If everything checks out to that point, we then arrange for an onsite due diligence visit to their operation, wherever that might be.  (Very few individual investors would go to this expense.)  Once in their office, we meet all the principals and key employees, review their trading systems and methodologies further, check out their administrative and customer service capabilities, review additional customer account statements to verify performance, etc., etc.

If, and only if, the Advisor meets all of our stringent due diligence requirements will we recommend them to our clients.  As noted above, only a handful of Advisors – out of hundreds we’ve looked at – have actually made it onto our recommended list.

Opening Customer Accounts

When we decide to recommend a new Advisor, we prepare our own Special Report about the Advisor and its services.  The report includes details about the Advisor, its background, its investment systems and methodologies, the results of our due diligence visit and, of course, complete performance information.  We send our Special Report, along with the Advisor’s own materials, to our clients all across the country.

Each Advisor we recommend has a custodial relationship with either a mutual fund family, discount broker or an independent trust company where customer accounts are held.  When clients decide to invest, we send them the account applications to establish their own individual account(s) at the appropriate custodian.  Clients return the applications along with a check payable to the custodian (not us) to fund the account(s).  We make copies of everything for our files and overnight the original forms and the check to the Advisor for a final review before going to the custodian.

Along with the paperwork is a “Limited Power of Attorney” which authorizes the Advisor to make mutual fund trades in the account.  Other than their quarterly management fees, the Advisor is not allowed to withdraw money from the account.  The client is always in control of the account, not the Advisor and not us.

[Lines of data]
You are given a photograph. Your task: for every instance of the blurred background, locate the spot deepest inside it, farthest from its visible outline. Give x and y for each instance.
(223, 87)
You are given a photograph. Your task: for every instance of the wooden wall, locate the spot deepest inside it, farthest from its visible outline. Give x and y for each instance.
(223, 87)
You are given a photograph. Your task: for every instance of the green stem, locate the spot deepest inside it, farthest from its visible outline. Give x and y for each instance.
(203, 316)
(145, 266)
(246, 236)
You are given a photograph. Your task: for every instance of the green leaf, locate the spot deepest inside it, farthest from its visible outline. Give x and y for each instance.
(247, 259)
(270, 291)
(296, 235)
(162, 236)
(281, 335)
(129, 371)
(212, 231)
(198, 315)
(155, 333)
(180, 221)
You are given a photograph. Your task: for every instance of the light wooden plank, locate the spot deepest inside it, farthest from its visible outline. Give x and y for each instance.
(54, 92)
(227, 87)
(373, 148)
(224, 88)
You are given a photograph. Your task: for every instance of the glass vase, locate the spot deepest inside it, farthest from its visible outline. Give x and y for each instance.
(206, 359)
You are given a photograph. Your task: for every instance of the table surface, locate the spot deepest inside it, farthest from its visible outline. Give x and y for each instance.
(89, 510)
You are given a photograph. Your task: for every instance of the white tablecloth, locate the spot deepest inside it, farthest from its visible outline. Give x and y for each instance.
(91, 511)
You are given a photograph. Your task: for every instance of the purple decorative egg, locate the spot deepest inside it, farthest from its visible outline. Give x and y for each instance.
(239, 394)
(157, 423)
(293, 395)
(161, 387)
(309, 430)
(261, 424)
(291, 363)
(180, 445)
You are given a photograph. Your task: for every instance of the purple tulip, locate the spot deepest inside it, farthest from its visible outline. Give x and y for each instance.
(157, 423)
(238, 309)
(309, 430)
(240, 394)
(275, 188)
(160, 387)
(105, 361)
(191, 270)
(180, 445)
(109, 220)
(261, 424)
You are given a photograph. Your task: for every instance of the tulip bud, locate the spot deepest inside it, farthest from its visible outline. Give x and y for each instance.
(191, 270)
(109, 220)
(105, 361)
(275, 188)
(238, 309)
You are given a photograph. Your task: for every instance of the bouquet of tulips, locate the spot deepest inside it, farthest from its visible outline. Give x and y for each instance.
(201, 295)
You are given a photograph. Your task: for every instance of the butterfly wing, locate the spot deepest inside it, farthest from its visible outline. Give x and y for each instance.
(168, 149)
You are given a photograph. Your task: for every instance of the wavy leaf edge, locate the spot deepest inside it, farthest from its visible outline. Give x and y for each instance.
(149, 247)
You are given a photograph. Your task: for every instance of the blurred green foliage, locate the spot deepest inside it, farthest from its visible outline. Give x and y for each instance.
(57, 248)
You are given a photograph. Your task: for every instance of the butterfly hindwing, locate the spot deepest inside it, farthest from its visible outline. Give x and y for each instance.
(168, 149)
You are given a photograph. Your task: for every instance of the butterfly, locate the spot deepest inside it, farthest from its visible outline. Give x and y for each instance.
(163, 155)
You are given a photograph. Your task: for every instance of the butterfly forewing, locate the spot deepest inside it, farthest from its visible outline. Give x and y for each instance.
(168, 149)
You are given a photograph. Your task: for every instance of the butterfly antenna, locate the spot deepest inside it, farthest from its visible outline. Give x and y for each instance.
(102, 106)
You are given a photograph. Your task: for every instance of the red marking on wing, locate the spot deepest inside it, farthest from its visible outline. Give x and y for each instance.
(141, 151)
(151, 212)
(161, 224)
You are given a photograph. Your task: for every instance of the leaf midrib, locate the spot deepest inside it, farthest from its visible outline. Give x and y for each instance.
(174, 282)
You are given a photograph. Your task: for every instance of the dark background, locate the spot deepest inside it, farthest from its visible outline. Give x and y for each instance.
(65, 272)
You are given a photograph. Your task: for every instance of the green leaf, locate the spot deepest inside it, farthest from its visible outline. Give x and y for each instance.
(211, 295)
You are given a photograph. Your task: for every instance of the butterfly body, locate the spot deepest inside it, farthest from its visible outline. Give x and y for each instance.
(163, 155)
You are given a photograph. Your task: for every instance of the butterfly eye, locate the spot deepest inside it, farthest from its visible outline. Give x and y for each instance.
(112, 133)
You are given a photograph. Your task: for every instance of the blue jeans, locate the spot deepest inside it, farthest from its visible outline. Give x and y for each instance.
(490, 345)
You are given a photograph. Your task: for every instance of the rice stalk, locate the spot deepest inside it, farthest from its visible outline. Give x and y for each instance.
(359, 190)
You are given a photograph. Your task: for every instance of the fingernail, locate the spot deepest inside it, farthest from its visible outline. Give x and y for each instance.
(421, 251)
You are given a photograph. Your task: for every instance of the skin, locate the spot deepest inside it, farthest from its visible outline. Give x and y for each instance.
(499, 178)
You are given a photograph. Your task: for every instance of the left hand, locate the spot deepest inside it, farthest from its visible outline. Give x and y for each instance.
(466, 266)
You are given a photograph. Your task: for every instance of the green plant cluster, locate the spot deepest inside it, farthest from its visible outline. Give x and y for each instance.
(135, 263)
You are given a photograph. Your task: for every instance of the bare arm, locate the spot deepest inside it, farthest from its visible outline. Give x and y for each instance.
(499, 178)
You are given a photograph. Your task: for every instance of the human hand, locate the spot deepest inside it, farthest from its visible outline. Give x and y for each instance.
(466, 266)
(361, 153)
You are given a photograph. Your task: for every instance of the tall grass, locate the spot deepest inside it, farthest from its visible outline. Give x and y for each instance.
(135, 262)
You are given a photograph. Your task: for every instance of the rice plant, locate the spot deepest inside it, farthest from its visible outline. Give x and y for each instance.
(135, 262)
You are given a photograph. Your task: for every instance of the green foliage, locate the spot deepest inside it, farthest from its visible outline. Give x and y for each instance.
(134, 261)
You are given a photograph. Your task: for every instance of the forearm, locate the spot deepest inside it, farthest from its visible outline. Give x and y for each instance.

- **Task 1**:
In the text about recommending investment Advisors, what does the "Limited Power of Attorney" authorize the Advisor to do?
- **Task 2**:
Extract every line of the listing that contains the word "light".

- **Correct response 1**:
It authorizes the Advisor to make mutual fund trades in the account.

- **Correct response 2**:
You are given a photograph. Your task: for every instance of the light wooden plank, locate the spot deepest inside it, farthest from its visible outline. Give x and y for each instance.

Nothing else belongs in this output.